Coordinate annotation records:

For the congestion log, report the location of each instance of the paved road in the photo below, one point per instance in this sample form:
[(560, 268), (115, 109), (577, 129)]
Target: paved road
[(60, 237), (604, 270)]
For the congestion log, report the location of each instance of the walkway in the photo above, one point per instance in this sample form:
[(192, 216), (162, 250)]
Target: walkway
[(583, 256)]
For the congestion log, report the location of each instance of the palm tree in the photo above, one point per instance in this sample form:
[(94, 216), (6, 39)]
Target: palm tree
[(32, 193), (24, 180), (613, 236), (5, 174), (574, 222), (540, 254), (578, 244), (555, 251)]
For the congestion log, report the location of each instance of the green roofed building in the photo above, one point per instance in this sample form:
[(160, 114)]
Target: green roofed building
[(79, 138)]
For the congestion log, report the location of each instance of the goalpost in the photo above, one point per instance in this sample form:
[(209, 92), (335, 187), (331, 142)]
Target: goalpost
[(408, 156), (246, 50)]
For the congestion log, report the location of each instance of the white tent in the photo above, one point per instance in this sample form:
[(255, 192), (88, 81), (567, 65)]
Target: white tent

--

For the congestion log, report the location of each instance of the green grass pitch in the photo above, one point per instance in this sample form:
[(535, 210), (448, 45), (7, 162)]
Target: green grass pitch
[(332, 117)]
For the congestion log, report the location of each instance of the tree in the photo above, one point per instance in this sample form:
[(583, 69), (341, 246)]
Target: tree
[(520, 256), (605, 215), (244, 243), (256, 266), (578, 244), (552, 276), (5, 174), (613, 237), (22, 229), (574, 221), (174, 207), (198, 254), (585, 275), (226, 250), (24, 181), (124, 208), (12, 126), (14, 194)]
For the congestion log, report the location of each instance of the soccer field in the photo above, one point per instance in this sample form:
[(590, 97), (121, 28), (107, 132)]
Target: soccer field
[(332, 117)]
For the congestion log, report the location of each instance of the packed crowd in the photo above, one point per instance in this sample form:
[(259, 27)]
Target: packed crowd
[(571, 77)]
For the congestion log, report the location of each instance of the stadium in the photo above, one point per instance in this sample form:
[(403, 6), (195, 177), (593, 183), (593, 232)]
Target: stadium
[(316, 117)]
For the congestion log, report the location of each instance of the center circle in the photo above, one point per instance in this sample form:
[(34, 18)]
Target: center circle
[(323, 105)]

What to produce:
Reproduce the rows from the line containing "of the tree" down to the line containing "[(323, 105)]", substituting "crowd report" for every "congestion log" and leaving everything else unchanged. Give only those lines.

The result:
For the crowd report, report the location of each instance of the tree in the photo above, one point per instance in this sample form:
[(583, 69), (341, 246)]
Target: tree
[(520, 256), (605, 215), (244, 243), (256, 266), (578, 244), (552, 276), (5, 174), (613, 237), (22, 229), (574, 221), (174, 207), (198, 254), (585, 275), (226, 250), (24, 181), (124, 208), (12, 126), (14, 194)]
For the crowd report, report the location of each instance of the soccer field in the photo above, one point per instance in this sample form:
[(590, 97), (121, 28), (107, 132)]
Target: soccer field
[(332, 117)]
For the crowd report, report the location of each instance of the packed crowd in the photo above, one point per instance in this sample form:
[(259, 27)]
Target: packed crowd
[(571, 77)]
For the crowd report, report the location of each instance of the stadium in the photo above, one point per instance in this sample form:
[(403, 6), (195, 177), (593, 183), (593, 232)]
Target: stadium
[(316, 117)]
For the crowd report, report the location of each instance of the center circle in the photo above, one point per instance in this sample form:
[(34, 18)]
Target: center circle
[(323, 105)]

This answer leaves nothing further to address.